▶ **What you are asked to do**
Write out the passage on third-quarter results and credit from "North American capital" up to and including "the foreseeable future.".

▶ **Page text**
_____

We realized strong netbacks of $43.33 per boe in the third quarter, compared to $32.60 per boe this quarter last year. In the third quarter, natural gas prices came off their yearly highs while crude oil prices began their decline after rising to record levels. The Canadian dollar also began to weaken against the U.S. dollar, partially mitigating the impact on our revenue from reduced commodity prices.

North American capital markets, and later global capital markets, began to broadly weaken largely due to concerns regarding credit issues at some of the world's largest financial institutions. We have closely monitored the developments in the debt capital markets since mid-2007 and have been acting defensively since that time. Earlier in the year, we syndicated a 3-year $4 billion bank credit facility. We subsequently termed-out a portion of our existing bank debt through the private placement of long-term notes which, in combination with notes issued in 2007, now total approximately $1.2 billion. The average term remaining on these notes is approximately nine years. Penn West had approximately $1.5 billion of unutilized credit capacity as of September 30, 2008, providing flexibility to continue the execution of our strategic and business plans for the foreseeable future.

_____

▶ **Stored data**
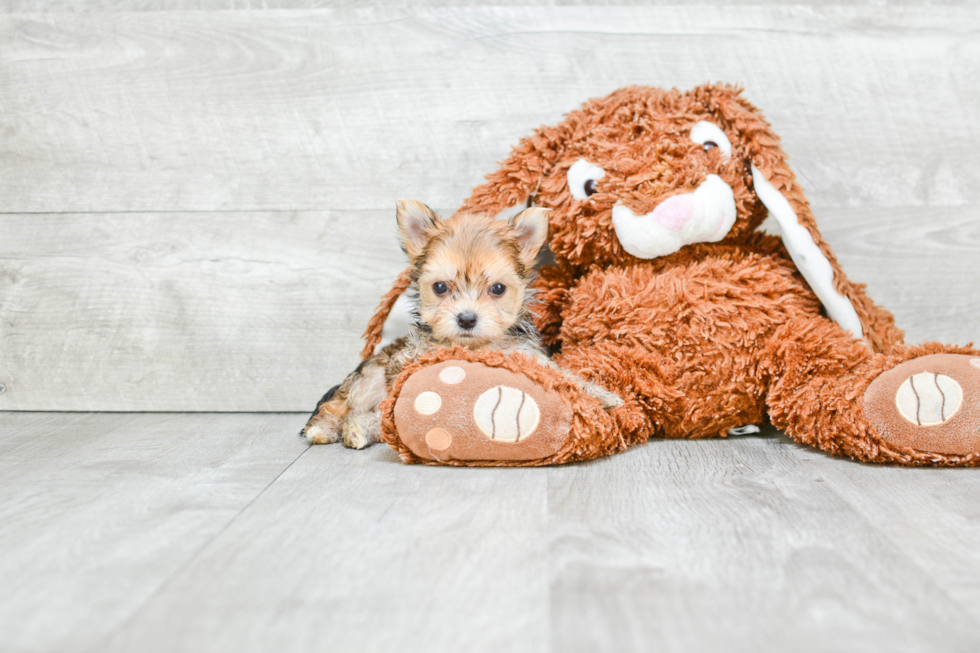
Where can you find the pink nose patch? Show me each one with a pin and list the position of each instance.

_____

▶ **Written response**
North American capital markets, and later global capital markets, began to broadly weaken largely due to concerns regarding credit issues at some of the world's largest financial institutions. We have closely monitored the developments in the debt capital markets since mid-2007 and have been acting defensively since that time. Earlier in the year, we syndicated a 3-year $4 billion bank credit facility. We subsequently termed-out a portion of our existing bank debt through the private placement of long-term notes which, in combination with notes issued in 2007, now total approximately $1.2 billion. The average term remaining on these notes is approximately nine years. Penn West had approximately $1.5 billion of unutilized credit capacity as of September 30, 2008, providing flexibility to continue the execution of our strategic and business plans for the foreseeable future.